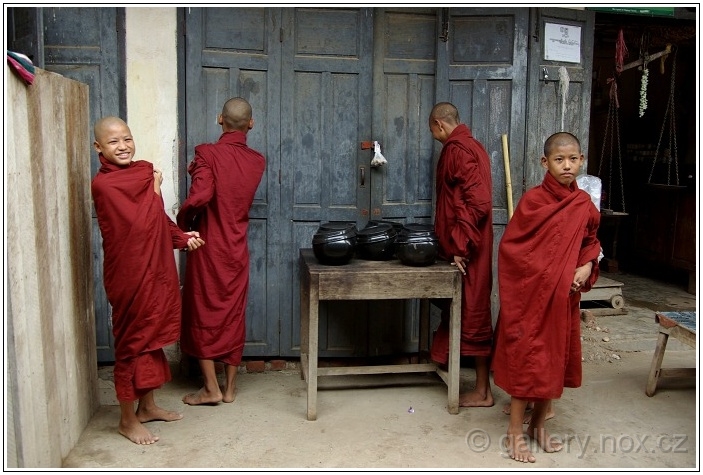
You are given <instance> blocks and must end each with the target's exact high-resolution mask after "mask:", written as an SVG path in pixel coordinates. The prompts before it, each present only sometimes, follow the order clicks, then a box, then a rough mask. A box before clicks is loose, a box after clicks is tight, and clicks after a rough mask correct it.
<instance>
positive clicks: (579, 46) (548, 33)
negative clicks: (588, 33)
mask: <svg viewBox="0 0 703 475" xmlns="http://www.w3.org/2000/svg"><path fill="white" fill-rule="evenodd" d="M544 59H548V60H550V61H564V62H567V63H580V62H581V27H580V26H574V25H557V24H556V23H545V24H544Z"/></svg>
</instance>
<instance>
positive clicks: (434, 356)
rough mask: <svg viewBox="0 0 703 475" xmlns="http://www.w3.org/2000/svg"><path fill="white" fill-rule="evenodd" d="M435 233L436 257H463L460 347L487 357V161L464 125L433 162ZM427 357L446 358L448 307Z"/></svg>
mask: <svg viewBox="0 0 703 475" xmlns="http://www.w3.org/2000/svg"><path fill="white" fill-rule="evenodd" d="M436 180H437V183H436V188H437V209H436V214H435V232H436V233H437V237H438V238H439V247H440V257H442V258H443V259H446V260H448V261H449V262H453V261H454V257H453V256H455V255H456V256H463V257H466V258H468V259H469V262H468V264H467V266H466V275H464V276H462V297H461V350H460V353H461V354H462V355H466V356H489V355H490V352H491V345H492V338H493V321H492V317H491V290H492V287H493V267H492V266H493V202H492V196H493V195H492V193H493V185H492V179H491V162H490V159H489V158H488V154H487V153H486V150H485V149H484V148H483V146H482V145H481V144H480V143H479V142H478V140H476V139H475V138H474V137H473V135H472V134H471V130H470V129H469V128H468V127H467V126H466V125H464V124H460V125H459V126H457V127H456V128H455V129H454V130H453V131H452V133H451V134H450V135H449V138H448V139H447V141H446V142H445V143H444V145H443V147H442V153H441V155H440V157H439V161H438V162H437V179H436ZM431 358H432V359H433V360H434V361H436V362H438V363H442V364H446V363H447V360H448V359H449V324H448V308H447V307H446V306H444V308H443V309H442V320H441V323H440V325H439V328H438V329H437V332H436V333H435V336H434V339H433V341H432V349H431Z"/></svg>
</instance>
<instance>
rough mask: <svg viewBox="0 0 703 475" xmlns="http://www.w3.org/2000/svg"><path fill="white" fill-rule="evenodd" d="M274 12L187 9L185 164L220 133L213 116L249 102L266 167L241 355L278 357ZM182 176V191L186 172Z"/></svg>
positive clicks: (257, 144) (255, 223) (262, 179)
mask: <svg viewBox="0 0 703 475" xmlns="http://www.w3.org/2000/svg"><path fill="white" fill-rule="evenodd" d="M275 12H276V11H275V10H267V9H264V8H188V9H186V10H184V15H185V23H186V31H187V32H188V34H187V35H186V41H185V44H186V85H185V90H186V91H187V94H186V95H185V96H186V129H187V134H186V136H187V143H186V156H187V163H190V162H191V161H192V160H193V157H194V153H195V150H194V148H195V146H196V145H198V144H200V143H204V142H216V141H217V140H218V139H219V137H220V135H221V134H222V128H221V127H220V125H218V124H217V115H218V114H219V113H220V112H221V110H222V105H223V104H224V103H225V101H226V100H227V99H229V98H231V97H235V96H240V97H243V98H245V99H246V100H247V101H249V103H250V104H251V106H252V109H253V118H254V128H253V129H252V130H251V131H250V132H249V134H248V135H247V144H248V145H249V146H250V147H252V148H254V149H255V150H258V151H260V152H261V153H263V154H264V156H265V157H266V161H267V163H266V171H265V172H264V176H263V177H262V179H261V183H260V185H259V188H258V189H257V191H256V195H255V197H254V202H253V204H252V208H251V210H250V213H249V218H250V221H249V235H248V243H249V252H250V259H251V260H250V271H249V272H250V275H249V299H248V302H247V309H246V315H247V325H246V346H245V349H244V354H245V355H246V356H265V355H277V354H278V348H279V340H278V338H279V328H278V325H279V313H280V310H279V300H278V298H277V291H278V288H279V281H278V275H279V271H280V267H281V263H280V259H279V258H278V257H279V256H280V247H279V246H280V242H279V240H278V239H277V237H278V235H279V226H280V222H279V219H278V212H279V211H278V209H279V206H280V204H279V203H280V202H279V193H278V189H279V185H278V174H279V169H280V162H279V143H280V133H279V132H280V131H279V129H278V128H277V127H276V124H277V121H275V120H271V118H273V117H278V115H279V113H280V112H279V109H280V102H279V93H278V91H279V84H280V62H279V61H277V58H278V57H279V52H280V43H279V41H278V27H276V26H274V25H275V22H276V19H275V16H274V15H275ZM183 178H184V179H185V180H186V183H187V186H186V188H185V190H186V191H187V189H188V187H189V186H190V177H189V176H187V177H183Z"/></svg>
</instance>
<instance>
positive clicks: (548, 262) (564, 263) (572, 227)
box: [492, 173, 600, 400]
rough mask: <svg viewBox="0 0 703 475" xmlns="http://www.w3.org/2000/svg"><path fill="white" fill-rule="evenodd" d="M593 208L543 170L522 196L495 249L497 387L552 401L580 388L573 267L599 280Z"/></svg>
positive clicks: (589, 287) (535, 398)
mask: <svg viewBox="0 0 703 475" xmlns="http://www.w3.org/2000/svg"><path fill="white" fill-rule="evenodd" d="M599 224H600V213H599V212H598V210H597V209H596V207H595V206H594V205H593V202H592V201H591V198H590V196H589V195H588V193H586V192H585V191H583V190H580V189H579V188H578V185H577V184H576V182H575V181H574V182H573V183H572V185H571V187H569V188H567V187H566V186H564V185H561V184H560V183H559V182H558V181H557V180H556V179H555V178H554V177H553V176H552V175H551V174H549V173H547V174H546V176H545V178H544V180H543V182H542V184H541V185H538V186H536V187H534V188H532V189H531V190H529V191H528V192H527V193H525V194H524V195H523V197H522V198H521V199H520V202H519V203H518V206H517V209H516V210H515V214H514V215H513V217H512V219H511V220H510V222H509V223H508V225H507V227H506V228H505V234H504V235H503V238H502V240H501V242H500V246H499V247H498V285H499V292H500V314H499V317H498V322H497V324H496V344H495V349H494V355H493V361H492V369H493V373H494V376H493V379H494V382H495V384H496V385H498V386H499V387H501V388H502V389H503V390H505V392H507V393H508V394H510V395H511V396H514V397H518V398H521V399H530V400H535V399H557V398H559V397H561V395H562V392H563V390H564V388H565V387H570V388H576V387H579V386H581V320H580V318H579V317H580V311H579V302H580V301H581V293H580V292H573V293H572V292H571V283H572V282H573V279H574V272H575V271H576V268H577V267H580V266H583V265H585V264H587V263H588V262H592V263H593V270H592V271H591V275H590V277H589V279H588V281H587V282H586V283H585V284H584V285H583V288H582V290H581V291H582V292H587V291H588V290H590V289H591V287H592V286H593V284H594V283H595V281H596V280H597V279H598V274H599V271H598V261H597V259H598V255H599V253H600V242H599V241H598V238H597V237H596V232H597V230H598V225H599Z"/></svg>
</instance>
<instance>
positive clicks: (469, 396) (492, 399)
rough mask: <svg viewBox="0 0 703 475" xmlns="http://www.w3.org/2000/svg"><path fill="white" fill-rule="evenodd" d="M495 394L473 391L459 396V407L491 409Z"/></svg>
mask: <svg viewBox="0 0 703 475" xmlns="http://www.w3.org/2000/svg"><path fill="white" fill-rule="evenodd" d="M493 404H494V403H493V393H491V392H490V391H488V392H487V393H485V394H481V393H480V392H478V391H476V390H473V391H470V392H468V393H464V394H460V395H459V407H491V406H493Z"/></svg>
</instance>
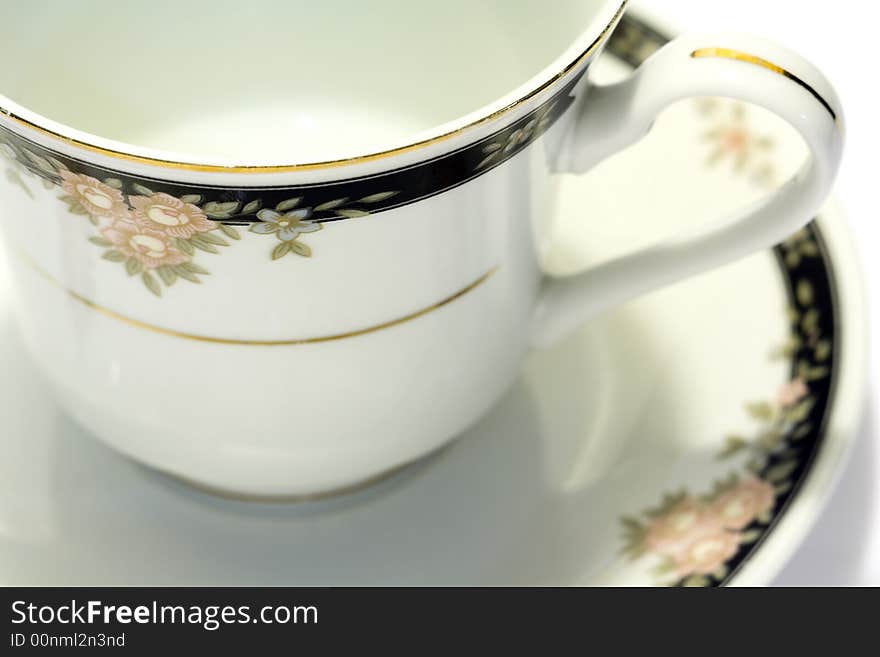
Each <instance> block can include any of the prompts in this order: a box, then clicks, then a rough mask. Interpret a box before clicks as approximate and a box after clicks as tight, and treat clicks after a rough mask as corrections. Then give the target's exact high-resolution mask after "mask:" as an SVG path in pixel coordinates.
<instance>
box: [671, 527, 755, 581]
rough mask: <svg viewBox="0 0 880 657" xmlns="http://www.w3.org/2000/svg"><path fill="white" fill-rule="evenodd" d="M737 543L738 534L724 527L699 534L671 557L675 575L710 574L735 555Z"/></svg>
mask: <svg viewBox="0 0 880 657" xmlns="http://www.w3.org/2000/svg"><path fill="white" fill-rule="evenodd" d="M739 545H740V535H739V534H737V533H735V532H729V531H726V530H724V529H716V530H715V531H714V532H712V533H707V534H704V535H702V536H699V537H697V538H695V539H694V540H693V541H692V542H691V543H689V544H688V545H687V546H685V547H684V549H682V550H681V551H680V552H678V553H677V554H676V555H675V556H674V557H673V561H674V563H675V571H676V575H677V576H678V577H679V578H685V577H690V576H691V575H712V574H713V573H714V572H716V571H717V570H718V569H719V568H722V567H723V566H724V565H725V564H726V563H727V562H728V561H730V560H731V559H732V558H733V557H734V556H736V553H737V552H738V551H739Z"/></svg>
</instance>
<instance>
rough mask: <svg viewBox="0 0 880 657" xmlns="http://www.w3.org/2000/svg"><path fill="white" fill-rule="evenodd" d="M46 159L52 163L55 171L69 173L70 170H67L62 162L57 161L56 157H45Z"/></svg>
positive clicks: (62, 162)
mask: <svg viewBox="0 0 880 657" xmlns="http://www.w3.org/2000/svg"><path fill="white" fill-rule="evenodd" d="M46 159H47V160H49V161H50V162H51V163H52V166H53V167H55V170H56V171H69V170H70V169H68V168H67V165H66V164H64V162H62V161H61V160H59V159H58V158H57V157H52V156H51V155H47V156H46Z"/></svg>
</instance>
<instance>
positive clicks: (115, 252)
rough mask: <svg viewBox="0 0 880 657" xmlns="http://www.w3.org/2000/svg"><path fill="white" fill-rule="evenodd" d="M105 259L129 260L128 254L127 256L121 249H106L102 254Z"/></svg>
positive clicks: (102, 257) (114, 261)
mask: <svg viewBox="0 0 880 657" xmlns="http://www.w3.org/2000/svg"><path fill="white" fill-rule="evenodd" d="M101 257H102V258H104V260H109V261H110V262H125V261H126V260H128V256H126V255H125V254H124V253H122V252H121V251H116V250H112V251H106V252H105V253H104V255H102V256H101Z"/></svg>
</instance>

WORK TASK.
Show each line in the entries that holds the string "target".

OUTPUT FOR THIS TASK.
You are given <instance> blocks and must end each with the target's exact high-resolution mask after "mask:", written as an SVG path in pixel coordinates. The prompts before it, each present only sometimes, follow the order clicks, then a box, then a rough mask. A box before clicks is loose, a box after clicks is tight, and clicks after a rough mask correct it.
Each <instance> block can include any of the prompts in this order: a box, then clicks, then a rough mask. Interpret a box before clicks as approximate and a box after clicks as tight, and treat clicks after a rough mask as corrections. Then give the target's exact high-resolution mask after "mask:" as an SVG path in pixel coordinates.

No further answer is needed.